> **What the task requires**
Rewrite the lines from the one containing "Mark every instance of the sliced" through the final line, changing "turquoise cloth napkin" to "blue cloth napkin" and leaving everything else the same.

> **Object pointing dataset rows**
*-*-*
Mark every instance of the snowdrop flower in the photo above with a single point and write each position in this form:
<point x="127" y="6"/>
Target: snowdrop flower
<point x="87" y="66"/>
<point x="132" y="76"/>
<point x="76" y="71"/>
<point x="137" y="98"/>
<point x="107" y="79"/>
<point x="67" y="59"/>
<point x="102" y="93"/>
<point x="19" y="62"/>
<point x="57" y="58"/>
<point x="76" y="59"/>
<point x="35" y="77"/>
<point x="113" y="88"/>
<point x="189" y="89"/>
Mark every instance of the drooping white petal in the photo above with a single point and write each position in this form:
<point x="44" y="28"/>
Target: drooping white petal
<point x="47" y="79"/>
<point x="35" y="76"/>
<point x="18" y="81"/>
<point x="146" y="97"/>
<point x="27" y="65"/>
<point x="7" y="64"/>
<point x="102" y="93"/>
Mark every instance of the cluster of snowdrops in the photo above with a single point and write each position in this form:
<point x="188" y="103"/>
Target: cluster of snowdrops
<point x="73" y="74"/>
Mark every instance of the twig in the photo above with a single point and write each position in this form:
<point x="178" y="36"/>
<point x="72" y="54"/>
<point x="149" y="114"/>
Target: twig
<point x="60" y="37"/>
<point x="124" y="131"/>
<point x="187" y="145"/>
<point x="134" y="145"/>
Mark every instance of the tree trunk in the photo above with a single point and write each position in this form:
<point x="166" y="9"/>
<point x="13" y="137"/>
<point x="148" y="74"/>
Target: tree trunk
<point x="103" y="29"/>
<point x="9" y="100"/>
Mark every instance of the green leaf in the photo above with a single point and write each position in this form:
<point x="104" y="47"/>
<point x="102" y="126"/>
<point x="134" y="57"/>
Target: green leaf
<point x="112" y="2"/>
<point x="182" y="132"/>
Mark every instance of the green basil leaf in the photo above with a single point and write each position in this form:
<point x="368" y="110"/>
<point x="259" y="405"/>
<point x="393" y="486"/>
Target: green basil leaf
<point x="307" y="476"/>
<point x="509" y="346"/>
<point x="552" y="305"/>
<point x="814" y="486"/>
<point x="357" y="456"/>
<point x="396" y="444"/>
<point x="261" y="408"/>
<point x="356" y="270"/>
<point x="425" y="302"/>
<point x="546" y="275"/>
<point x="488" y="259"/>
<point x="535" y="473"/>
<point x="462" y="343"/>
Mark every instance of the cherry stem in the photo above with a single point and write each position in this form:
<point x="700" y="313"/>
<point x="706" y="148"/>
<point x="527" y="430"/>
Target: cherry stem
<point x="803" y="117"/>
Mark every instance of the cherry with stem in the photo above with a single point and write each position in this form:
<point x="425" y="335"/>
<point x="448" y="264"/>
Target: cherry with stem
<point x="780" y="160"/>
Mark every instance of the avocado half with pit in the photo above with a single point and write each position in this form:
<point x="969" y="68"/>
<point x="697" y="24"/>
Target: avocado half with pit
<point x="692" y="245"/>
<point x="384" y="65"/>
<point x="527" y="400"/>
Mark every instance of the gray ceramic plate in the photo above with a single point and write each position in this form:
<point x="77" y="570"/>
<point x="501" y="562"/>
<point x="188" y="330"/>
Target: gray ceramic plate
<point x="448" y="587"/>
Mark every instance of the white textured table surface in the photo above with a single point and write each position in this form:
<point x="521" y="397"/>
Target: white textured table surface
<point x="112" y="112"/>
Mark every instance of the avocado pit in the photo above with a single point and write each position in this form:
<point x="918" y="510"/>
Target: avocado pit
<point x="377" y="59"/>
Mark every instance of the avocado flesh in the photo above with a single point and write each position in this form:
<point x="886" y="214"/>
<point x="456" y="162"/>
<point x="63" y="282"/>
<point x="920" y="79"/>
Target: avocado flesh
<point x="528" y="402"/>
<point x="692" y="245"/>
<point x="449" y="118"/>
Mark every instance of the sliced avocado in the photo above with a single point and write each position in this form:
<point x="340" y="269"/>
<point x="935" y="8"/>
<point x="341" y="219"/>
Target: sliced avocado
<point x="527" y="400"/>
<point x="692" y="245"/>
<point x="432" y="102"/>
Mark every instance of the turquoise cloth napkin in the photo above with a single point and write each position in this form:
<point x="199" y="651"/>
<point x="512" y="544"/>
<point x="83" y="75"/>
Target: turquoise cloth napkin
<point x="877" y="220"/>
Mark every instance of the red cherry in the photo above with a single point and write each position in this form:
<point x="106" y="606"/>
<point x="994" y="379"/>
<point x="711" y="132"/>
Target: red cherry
*-*-*
> **The completed task**
Mark every instance of the sliced avocado in the photo above with a single point and write each position in this form:
<point x="340" y="269"/>
<point x="935" y="8"/>
<point x="341" y="219"/>
Target: sliced avocado
<point x="527" y="400"/>
<point x="692" y="245"/>
<point x="432" y="102"/>
Mark every instance of the blue cloth napkin in the photo above with a single point and write each position in this form:
<point x="199" y="651"/>
<point x="512" y="544"/>
<point x="83" y="75"/>
Target: blue cloth napkin
<point x="877" y="220"/>
Mark every instance of the red cherry in the photo above with a single point and write each position in this form:
<point x="106" y="606"/>
<point x="994" y="379"/>
<point x="711" y="132"/>
Target: red cherry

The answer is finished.